From: Ralf Wildenhues
Subject: how to "parse" gcc -v output
Date: Sun, 4 Apr 2010 09:06:33 +0200
User-agent: Mutt/1.5.20 (2009-10-28)

Hello gcc and libtool lists,

Both Autoconf and Libtool have macros which "parse" output of 'gcc -v'
for some link commands.  Yes, I know, almost by definition this is not
"parseable" text, but GCC does not provide a stable API that allows to
find out
- which libraries it needs to link shared modules against, or
- which libraries are needed to let g++ link mixed C++/Fortran code,
so in practice there is no other choice (unless the user provides this
information).

In some situations, esp. when -flto is used, -v output consists of many
parts.  Libtool needs to know which parts it can drop, or needs to look
at.  Can we be fairly confident that, iff there is a line matching
  '^ [^ ].*collect'

it will pick the one line that contains the verbose driver invocation
that lets us pick up init/fini objects as well as compiler libs to link
against?  I.e., can we assume the leading space to be stable, and the
'collect2' name to be fairly stable across GCC versions and systems?

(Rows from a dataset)
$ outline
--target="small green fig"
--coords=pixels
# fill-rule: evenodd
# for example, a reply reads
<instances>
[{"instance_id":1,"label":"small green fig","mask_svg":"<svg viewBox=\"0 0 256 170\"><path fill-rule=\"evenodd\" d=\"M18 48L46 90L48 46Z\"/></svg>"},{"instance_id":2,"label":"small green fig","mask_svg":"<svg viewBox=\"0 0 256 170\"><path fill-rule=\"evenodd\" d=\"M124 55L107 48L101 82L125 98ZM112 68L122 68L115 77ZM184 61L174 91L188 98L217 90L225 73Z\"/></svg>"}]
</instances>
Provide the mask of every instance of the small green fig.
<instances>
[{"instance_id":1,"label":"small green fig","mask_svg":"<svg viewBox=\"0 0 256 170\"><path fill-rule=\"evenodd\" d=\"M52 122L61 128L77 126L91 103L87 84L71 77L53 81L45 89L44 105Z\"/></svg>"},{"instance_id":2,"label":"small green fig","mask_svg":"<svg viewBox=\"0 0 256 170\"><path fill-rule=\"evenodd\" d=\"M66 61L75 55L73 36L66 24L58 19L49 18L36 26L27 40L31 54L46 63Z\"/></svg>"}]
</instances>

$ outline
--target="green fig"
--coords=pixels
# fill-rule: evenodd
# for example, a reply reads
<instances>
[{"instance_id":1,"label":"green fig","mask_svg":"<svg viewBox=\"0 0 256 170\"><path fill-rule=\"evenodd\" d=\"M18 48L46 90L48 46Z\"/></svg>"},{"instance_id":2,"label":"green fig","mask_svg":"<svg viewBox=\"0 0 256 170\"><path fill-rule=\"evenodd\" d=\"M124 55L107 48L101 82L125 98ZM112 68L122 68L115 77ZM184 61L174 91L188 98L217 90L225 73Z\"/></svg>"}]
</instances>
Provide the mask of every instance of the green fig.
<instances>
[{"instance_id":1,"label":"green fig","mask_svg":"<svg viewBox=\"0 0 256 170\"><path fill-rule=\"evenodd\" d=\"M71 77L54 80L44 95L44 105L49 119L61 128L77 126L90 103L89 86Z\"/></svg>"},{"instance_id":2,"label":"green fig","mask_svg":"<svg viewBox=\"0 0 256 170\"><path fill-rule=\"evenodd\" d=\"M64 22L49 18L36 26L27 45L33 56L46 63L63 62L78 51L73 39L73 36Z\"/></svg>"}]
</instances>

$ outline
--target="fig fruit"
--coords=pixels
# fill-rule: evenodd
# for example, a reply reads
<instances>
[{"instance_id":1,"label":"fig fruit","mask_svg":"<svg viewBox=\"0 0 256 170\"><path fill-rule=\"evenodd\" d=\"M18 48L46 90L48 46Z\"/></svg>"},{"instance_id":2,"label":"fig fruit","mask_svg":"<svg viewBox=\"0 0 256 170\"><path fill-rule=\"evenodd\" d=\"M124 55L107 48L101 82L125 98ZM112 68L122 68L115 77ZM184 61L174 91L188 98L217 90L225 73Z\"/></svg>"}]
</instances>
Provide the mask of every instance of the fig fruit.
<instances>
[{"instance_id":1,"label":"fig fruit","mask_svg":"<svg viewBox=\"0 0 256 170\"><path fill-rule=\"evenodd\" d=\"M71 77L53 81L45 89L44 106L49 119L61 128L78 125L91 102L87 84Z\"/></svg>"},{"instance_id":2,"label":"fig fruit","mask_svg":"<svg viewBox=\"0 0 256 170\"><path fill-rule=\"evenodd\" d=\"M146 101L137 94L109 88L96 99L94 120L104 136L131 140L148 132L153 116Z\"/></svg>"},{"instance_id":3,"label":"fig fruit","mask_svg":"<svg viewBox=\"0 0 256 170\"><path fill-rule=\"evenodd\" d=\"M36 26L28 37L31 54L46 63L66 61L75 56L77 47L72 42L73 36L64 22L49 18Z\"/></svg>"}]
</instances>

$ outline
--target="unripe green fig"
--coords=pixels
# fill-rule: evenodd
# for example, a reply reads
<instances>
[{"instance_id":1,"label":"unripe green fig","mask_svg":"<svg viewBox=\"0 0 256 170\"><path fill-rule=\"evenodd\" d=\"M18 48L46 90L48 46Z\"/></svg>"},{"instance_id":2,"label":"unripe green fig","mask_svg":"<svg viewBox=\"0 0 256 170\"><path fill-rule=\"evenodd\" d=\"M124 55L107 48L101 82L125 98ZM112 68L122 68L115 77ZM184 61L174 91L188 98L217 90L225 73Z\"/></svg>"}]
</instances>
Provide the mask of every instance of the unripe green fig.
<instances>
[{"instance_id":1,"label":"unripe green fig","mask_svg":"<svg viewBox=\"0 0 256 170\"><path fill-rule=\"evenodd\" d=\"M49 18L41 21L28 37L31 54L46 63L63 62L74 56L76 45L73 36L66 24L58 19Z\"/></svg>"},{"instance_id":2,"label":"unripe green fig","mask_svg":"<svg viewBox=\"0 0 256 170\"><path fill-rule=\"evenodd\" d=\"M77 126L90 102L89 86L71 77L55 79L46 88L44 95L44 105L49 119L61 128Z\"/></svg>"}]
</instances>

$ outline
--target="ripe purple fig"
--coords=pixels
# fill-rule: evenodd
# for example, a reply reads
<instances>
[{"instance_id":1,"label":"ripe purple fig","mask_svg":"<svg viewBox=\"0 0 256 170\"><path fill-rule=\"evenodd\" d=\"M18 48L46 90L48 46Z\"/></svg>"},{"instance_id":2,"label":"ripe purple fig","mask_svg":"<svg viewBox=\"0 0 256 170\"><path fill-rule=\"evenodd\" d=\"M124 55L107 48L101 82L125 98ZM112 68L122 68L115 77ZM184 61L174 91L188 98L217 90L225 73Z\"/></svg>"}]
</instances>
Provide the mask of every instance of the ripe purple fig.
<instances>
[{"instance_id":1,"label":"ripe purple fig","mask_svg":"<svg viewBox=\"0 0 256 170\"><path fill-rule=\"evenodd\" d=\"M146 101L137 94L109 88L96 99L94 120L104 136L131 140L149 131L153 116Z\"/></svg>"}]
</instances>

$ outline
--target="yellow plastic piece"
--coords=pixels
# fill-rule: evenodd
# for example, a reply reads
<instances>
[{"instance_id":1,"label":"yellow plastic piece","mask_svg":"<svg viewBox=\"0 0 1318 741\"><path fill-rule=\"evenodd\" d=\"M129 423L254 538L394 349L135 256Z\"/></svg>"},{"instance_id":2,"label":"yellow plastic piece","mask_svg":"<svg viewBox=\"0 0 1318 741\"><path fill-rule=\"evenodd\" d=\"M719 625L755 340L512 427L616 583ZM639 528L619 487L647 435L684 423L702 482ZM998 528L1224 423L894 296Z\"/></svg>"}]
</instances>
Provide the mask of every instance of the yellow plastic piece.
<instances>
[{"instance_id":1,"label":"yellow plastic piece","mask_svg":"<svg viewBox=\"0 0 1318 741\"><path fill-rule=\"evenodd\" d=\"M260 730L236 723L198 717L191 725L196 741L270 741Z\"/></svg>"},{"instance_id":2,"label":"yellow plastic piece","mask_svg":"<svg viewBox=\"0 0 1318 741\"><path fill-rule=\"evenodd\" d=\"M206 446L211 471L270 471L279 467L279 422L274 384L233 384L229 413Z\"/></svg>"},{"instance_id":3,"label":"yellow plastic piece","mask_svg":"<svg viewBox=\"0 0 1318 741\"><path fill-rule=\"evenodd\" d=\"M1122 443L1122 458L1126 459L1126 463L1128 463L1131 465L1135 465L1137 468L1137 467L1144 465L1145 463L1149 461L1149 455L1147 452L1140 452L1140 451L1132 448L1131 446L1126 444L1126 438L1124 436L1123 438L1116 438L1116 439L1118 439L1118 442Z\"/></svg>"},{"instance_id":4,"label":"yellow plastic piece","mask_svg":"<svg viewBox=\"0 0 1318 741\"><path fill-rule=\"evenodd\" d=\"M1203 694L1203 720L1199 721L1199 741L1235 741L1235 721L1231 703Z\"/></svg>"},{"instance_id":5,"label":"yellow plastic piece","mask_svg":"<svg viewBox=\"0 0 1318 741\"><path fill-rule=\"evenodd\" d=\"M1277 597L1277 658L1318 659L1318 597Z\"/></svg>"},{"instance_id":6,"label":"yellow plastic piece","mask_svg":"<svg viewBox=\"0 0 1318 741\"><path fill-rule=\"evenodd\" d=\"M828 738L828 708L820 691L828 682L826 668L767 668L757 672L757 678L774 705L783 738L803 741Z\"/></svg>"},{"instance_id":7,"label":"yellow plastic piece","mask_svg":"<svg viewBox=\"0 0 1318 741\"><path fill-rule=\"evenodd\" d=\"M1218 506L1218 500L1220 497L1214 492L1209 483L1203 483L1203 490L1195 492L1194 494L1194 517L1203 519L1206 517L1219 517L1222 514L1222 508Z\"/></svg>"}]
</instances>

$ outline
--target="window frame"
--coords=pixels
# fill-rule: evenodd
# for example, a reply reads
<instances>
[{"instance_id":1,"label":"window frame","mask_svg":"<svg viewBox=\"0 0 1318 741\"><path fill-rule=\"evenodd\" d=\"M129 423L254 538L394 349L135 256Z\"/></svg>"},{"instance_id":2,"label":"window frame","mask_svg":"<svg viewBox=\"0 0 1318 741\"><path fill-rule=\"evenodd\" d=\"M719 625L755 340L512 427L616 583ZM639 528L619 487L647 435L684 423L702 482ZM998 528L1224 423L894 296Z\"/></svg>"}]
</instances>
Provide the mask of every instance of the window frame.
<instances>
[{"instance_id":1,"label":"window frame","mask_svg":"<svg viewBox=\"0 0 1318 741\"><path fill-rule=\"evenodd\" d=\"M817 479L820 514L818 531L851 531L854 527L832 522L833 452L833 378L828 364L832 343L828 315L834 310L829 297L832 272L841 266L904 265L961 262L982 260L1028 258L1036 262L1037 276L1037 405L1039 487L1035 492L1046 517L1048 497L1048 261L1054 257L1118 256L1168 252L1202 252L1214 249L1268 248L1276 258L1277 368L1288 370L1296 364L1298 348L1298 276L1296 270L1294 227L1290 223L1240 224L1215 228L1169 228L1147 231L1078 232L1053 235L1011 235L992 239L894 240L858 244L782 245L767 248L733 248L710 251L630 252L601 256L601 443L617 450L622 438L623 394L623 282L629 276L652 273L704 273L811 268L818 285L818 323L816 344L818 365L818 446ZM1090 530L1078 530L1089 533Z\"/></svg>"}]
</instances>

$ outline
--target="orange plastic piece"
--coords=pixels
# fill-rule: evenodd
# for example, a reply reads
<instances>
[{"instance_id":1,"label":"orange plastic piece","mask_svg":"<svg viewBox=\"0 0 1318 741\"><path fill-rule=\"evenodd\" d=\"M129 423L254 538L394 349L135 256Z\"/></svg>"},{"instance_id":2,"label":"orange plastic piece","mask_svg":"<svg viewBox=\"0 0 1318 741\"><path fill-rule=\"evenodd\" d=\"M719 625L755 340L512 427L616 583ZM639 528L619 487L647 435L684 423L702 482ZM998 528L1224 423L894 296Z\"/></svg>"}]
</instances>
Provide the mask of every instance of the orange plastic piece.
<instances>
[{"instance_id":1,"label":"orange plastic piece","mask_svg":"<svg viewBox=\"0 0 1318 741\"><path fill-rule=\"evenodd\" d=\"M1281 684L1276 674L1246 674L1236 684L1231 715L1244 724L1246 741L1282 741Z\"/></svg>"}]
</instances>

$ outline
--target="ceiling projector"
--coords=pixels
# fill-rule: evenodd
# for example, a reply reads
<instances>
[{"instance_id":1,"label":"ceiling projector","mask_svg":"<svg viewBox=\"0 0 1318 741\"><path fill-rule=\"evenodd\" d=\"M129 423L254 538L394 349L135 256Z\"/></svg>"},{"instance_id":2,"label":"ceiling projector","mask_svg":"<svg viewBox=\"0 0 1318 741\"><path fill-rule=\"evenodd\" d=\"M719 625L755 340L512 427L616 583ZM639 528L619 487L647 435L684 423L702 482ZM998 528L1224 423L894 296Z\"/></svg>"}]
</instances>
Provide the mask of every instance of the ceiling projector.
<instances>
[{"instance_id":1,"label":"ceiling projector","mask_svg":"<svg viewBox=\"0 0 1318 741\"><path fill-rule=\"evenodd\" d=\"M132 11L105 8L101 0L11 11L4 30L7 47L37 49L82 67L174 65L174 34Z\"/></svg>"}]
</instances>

**DIRECTIVES:**
A) In the email above about parsing gcc -v output, echo the part that opens with the words containing "Hello gcc and" and closes with "information).".
B) Condense the paragraph of the email about parsing gcc -v output that begins "Both Autoconf and Libtool have macros" into a short bulleted list that keeps its main facts.

**CORRECT ANSWERS:**
A)
Hello gcc and libtool lists,

Both Autoconf and Libtool have macros which "parse" output of 'gcc -v'
for some link commands.  Yes, I know, almost by definition this is not
"parseable" text, but GCC does not provide a stable API that allows to
find out
- which libraries it needs to link shared modules against, or
- which libraries are needed to let g++ link mixed C++/Fortran code,
so in practice there is no other choice (unless the user provides this
information).

B)
- Autoconf and Libtool both have macros that parse 'gcc -v' output for some link commands.
- This output is almost by definition not parseable text.
- GCC provides no stable API for finding out which libraries shared modules must be linked against.
- It also provides no stable API for finding out which libraries g++ needs to link mixed C++/Fortran code.
- In practice there is therefore no other choice, unless the user provides this information.